▶ _SOURCE DATA_:
= = = =
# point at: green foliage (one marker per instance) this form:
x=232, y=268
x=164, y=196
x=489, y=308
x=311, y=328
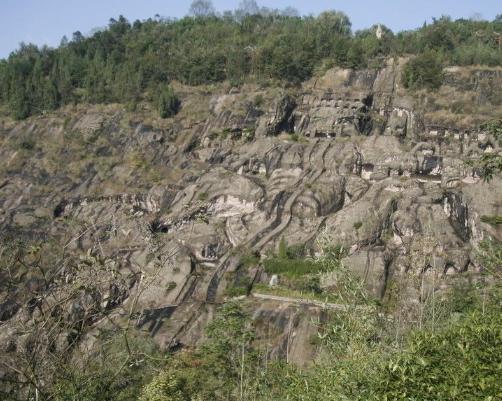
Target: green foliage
x=117, y=373
x=461, y=361
x=494, y=127
x=423, y=71
x=292, y=267
x=492, y=220
x=129, y=62
x=283, y=248
x=167, y=102
x=222, y=369
x=489, y=164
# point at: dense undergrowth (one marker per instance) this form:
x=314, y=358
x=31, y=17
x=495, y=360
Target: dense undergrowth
x=126, y=62
x=447, y=349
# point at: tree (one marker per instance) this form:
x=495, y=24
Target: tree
x=424, y=71
x=248, y=7
x=167, y=103
x=201, y=8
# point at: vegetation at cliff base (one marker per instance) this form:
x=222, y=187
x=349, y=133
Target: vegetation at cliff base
x=127, y=62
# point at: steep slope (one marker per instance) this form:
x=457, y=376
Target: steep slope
x=131, y=221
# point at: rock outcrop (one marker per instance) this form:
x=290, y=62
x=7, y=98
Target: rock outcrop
x=164, y=209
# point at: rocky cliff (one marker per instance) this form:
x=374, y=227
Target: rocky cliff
x=132, y=221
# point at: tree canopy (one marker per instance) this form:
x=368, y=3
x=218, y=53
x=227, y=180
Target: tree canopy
x=128, y=61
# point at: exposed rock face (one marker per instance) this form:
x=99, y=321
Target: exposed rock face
x=165, y=208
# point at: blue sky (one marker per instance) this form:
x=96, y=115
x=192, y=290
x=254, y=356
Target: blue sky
x=46, y=21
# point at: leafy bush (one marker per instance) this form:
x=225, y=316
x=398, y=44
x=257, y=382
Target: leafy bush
x=461, y=362
x=167, y=102
x=423, y=71
x=126, y=61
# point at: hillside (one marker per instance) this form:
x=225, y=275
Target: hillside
x=262, y=240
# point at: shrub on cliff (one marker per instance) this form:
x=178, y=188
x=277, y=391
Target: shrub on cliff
x=167, y=102
x=424, y=71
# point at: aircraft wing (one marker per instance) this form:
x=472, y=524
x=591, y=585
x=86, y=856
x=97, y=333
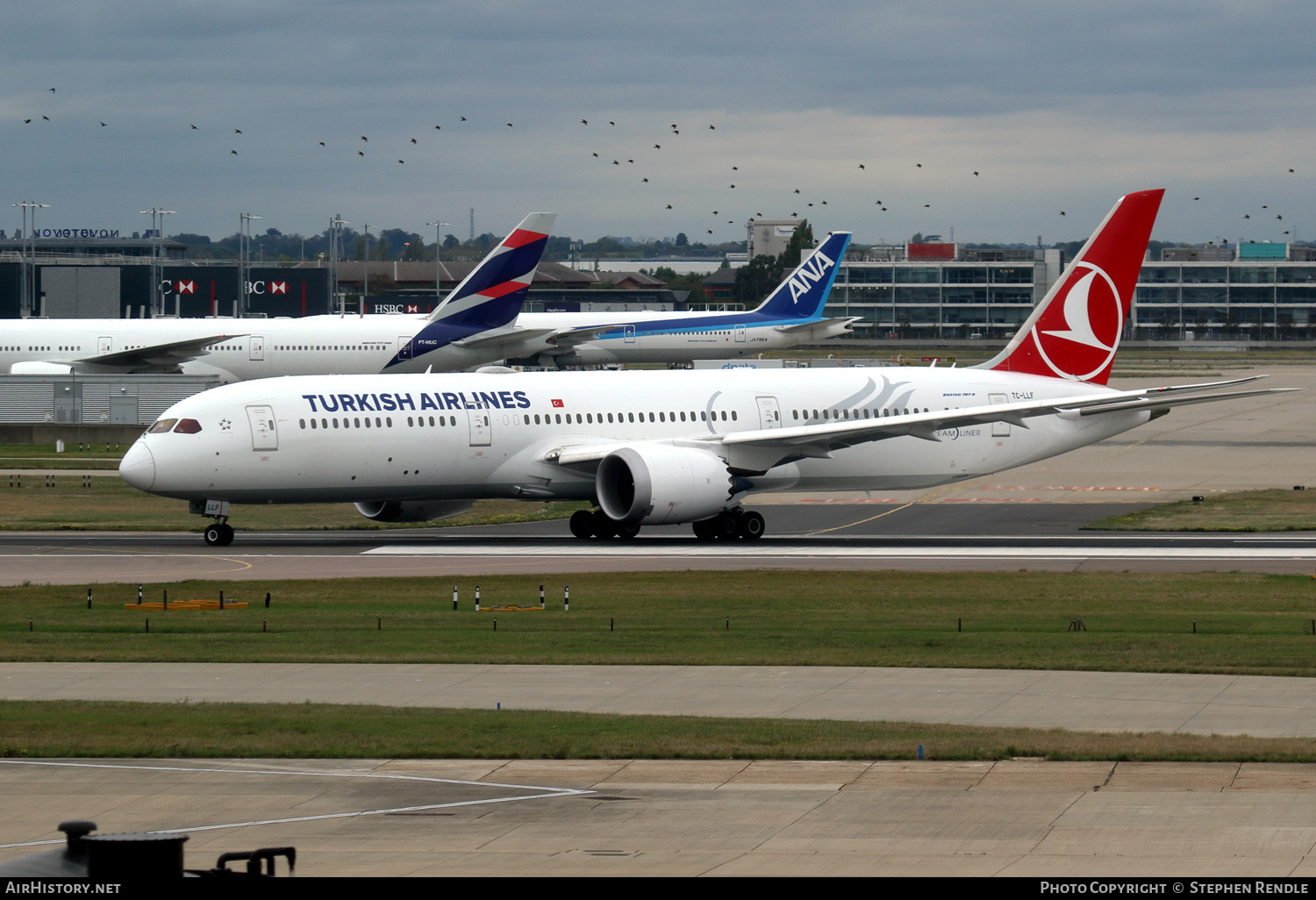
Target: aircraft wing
x=502, y=336
x=758, y=450
x=157, y=357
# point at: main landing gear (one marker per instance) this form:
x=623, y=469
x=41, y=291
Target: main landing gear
x=731, y=525
x=220, y=534
x=586, y=524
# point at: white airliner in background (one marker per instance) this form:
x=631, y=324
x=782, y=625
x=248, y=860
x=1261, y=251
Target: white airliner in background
x=478, y=324
x=655, y=447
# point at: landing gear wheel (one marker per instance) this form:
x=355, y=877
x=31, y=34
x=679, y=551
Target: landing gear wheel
x=582, y=524
x=752, y=526
x=602, y=525
x=218, y=534
x=726, y=526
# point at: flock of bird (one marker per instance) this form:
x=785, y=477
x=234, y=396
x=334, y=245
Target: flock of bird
x=674, y=132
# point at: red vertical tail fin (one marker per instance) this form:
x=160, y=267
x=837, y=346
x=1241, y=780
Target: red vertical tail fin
x=1076, y=329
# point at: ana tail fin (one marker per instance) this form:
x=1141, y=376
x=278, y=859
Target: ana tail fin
x=805, y=292
x=492, y=294
x=1076, y=329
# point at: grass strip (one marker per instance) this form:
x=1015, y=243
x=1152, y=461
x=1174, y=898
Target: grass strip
x=71, y=728
x=1227, y=623
x=1240, y=511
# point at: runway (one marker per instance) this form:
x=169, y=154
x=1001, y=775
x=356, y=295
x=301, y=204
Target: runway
x=542, y=547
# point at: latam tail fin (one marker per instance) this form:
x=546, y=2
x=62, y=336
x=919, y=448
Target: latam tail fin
x=494, y=291
x=805, y=292
x=1076, y=329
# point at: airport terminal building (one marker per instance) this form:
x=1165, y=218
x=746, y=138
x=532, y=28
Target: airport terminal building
x=944, y=291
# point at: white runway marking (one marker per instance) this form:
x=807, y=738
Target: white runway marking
x=776, y=552
x=544, y=792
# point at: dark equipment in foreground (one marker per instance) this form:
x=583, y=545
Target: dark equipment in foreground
x=134, y=857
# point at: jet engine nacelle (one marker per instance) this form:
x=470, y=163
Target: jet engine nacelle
x=412, y=511
x=661, y=484
x=36, y=368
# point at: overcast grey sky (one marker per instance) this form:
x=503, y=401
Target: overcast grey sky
x=1057, y=105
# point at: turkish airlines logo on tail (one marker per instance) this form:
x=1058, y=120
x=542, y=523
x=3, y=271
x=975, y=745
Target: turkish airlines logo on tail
x=1079, y=339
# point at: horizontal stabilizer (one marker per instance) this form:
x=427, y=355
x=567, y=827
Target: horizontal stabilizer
x=500, y=337
x=158, y=357
x=819, y=324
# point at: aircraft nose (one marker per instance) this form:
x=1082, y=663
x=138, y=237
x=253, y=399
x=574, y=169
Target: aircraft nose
x=139, y=468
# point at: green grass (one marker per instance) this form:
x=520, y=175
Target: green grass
x=112, y=505
x=84, y=729
x=1247, y=623
x=1240, y=511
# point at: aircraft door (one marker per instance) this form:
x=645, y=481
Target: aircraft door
x=265, y=436
x=481, y=428
x=999, y=429
x=769, y=413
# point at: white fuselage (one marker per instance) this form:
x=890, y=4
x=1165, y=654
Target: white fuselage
x=476, y=436
x=360, y=345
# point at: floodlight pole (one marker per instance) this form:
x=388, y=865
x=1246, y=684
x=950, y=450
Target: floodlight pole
x=439, y=260
x=244, y=257
x=28, y=292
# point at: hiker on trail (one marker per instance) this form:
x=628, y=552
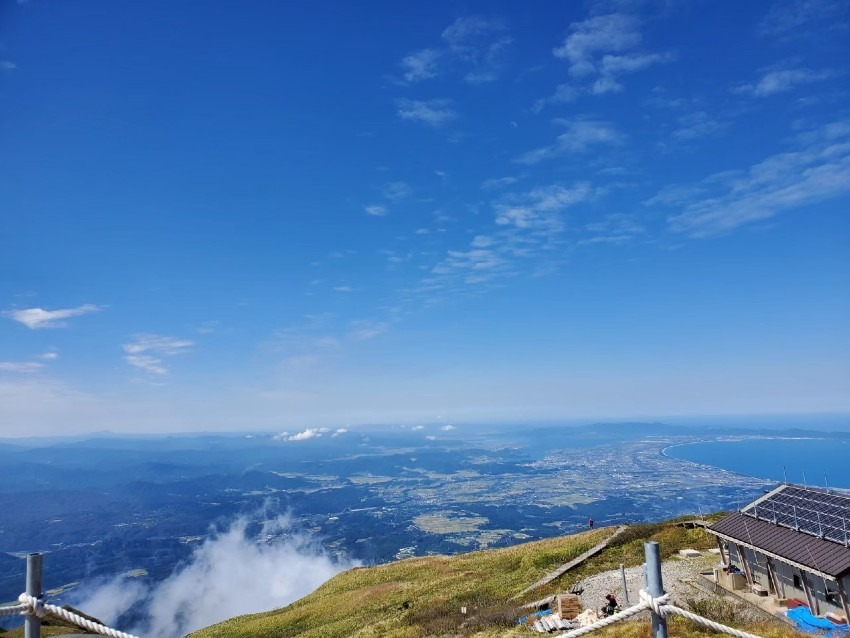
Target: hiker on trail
x=611, y=607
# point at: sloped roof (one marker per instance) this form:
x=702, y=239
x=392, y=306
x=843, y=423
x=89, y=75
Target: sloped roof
x=802, y=526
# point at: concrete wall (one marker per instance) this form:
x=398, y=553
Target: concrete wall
x=785, y=576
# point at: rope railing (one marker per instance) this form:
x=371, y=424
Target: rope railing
x=654, y=600
x=33, y=608
x=657, y=601
x=661, y=607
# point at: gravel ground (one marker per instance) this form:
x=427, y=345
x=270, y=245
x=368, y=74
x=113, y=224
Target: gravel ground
x=676, y=574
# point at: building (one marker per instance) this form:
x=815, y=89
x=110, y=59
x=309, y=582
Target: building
x=793, y=542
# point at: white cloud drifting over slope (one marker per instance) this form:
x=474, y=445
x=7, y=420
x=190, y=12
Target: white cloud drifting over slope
x=434, y=113
x=818, y=169
x=230, y=574
x=38, y=318
x=149, y=351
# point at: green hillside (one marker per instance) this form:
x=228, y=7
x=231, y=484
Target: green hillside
x=422, y=597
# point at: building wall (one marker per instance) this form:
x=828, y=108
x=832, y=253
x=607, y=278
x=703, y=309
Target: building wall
x=785, y=576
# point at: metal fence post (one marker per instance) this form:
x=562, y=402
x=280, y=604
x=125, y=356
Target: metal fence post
x=32, y=623
x=625, y=588
x=655, y=586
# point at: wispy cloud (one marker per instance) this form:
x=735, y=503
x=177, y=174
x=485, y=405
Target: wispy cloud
x=789, y=19
x=691, y=126
x=781, y=80
x=395, y=191
x=23, y=367
x=479, y=43
x=474, y=46
x=148, y=352
x=421, y=65
x=817, y=169
x=578, y=136
x=525, y=226
x=435, y=113
x=305, y=435
x=38, y=318
x=616, y=228
x=599, y=50
x=365, y=330
x=498, y=182
x=376, y=210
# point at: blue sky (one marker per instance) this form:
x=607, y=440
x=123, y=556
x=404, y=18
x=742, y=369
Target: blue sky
x=224, y=216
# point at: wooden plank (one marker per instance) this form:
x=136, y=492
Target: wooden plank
x=774, y=581
x=813, y=603
x=844, y=604
x=746, y=565
x=723, y=555
x=563, y=569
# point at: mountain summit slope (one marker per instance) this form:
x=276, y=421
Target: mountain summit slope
x=421, y=597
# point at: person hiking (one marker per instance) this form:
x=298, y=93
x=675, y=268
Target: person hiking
x=611, y=606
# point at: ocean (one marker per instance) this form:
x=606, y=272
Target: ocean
x=766, y=458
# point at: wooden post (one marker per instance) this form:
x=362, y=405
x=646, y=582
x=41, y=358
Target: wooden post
x=842, y=595
x=746, y=565
x=774, y=581
x=655, y=586
x=625, y=587
x=813, y=602
x=32, y=623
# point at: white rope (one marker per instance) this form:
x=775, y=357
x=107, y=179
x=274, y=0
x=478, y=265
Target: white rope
x=716, y=626
x=39, y=608
x=660, y=607
x=11, y=610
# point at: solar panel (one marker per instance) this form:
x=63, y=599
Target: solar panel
x=809, y=510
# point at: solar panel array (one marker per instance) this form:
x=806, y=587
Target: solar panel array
x=812, y=511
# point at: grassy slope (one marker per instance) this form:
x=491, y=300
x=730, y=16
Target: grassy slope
x=371, y=601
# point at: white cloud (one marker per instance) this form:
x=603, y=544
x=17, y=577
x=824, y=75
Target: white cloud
x=498, y=182
x=616, y=228
x=579, y=136
x=376, y=210
x=365, y=330
x=781, y=80
x=421, y=65
x=37, y=318
x=797, y=18
x=395, y=191
x=818, y=169
x=600, y=49
x=698, y=124
x=479, y=44
x=614, y=32
x=563, y=94
x=230, y=574
x=20, y=366
x=306, y=435
x=148, y=351
x=434, y=113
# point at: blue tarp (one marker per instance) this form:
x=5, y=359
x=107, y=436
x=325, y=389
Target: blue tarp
x=810, y=624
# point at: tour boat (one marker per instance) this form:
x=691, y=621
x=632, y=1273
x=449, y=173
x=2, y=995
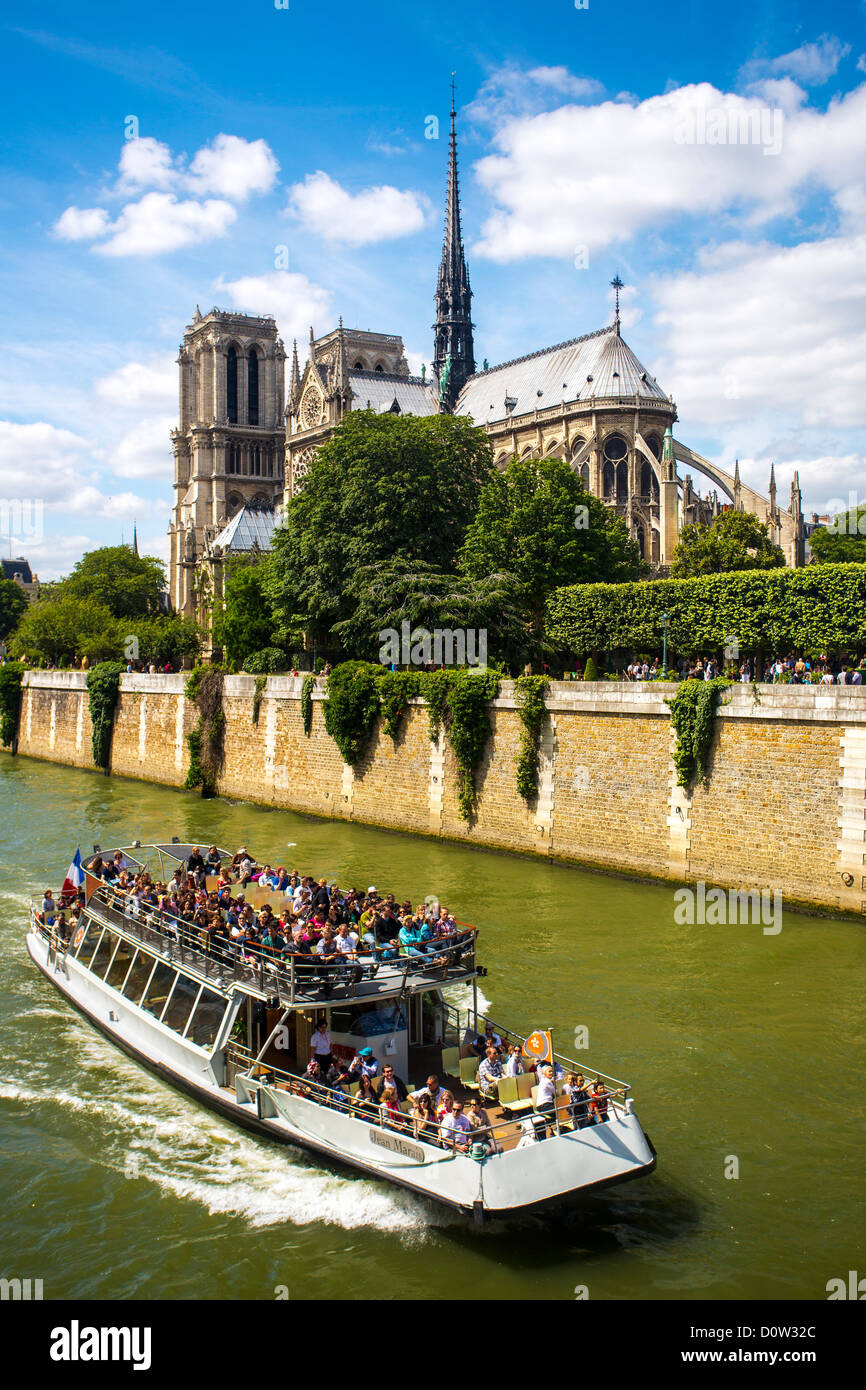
= = = =
▶ _TASK TO CARRY OUT_:
Print the lines of the data above verbatim, starting at the line containing "# point at: ocean" and ending after the line containing "x=812, y=511".

▶ _ANSWER TO THIS PROBLEM_:
# point at: ocean (one marker per instance) this form:
x=606, y=272
Target: ocean
x=766, y=458
# point at: wooden post (one marker per instance) this form:
x=362, y=405
x=646, y=582
x=41, y=358
Target: wooden post
x=842, y=595
x=746, y=565
x=774, y=581
x=655, y=586
x=625, y=587
x=813, y=602
x=32, y=623
# point at: white rope (one marker per instance) this form:
x=775, y=357
x=107, y=179
x=274, y=0
x=478, y=265
Target: white rope
x=716, y=626
x=39, y=608
x=660, y=607
x=11, y=610
# point at: solar panel (one marker per instance) this form:
x=63, y=599
Target: solar panel
x=809, y=510
# point at: solar panel array (one marker per instance) this form:
x=806, y=587
Target: solar panel array
x=812, y=511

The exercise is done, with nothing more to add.